(DIRECTION): Give the material again in full, matching it exactly.

┏━━

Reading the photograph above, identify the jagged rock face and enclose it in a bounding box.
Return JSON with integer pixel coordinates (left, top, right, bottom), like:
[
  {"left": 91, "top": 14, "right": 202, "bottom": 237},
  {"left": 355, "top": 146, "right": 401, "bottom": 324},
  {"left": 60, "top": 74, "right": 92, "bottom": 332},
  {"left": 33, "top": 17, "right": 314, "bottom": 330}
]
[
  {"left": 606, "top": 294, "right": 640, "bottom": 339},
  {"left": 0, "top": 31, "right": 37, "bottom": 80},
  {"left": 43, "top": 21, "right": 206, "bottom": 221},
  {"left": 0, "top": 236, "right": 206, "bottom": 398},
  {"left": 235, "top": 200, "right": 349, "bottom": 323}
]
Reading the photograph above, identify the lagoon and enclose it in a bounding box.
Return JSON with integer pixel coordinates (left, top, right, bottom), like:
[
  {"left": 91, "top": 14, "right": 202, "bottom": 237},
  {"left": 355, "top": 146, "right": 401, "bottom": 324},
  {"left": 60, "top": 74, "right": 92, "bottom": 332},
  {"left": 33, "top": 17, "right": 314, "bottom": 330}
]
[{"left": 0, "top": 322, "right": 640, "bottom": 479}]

┗━━

(THE SOLUTION):
Reading the photograph above, identify the jagged rock face and enclose it in a bounding box.
Return JSON with integer pixel coordinates (left, top, right, bottom), like:
[
  {"left": 91, "top": 14, "right": 202, "bottom": 237},
  {"left": 355, "top": 146, "right": 401, "bottom": 324},
  {"left": 60, "top": 74, "right": 92, "bottom": 332},
  {"left": 33, "top": 17, "right": 314, "bottom": 330}
]
[
  {"left": 606, "top": 294, "right": 640, "bottom": 339},
  {"left": 0, "top": 31, "right": 37, "bottom": 80},
  {"left": 43, "top": 21, "right": 206, "bottom": 221},
  {"left": 0, "top": 236, "right": 206, "bottom": 398},
  {"left": 235, "top": 200, "right": 349, "bottom": 323}
]
Reading the photograph above, identify the lagoon and enclose it in a bounding box.
Return JSON with integer pixel coordinates (left, top, right, bottom), like:
[
  {"left": 91, "top": 14, "right": 202, "bottom": 237},
  {"left": 355, "top": 146, "right": 401, "bottom": 324},
  {"left": 60, "top": 74, "right": 92, "bottom": 332},
  {"left": 33, "top": 17, "right": 314, "bottom": 330}
]
[{"left": 0, "top": 322, "right": 640, "bottom": 479}]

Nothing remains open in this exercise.